O nascimento dos modernos Estados Constitucionais está assentado na ideia de submissão dos poderes públicos a um conjunto de direitos fundamentais previstos na Constituição. Conquanto hajam variados modos de conformar as Constituições, de acordo com o modelo estatal adotado e peculiaridades de cada sociedade, o ponto comum entre as diferentes concepções de Constituição repousa na vinculação dos poderes estatais aos direitos fundamentais plasmados na Constituição (FERRAJOLI, 2010, p. 33).

Atualmente, após longa evolução histórica na formatação dos direitos fundamentais, pode-se afirmar, de um modo geral, que a previsão de direitos fundamentais nas Constituições está conectada à proteção do ser humano em suas mais variadas dimensões (CANOTILHO, 2003, p. 377)1. Neste prisma, na linha da classificação tradicional, fala-se na existência de direitos fundamentais de primeira, segunda e terceira dimensões, conforme a esfera de interesses e valores que foram paulatinamente protegidos ao longo da trajetória de transformação do reconhecimento jurídico dos direitos fundamentais2 (SARLET, 2004, p. 53).

__Listagem bruta__.
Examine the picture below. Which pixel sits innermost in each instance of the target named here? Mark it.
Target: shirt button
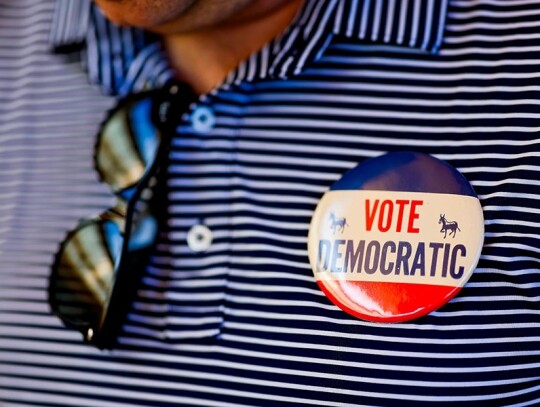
(199, 238)
(203, 119)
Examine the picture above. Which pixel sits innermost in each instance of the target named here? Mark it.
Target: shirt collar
(125, 60)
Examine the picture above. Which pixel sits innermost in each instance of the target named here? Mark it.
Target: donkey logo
(337, 224)
(448, 226)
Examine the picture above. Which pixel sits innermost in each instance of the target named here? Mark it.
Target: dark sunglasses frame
(168, 106)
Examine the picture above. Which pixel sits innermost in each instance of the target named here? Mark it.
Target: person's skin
(205, 39)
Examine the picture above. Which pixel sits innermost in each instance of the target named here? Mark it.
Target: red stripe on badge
(387, 302)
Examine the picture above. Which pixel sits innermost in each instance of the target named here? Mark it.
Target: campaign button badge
(396, 237)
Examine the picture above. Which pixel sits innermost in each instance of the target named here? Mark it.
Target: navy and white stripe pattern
(121, 60)
(244, 323)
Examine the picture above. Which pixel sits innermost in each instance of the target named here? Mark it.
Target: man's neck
(204, 58)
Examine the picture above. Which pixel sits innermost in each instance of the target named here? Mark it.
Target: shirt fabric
(244, 323)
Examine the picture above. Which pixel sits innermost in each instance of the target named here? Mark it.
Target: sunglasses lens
(84, 272)
(126, 147)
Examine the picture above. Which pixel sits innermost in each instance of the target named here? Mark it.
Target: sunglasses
(99, 264)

__Seu objetivo__. Por favor, continue o trecho sobre os direitos fundamentais nas Constituições a partir da última frase apresentada. Não é preciso consultar a listagem.

__Resposta final__.
Os direitos fundamentais são à base do ordenamento jurídico em Estados Constitucionais Democrático. Isso porque definem a forma de Estado, do sistema de governo e da organização do poder, além de integrarem a essência do Estado constitucional. Neste prisma, constituem parte não só da Constituição formal, como também da Constituição material (SARLET, 2004, p. 68).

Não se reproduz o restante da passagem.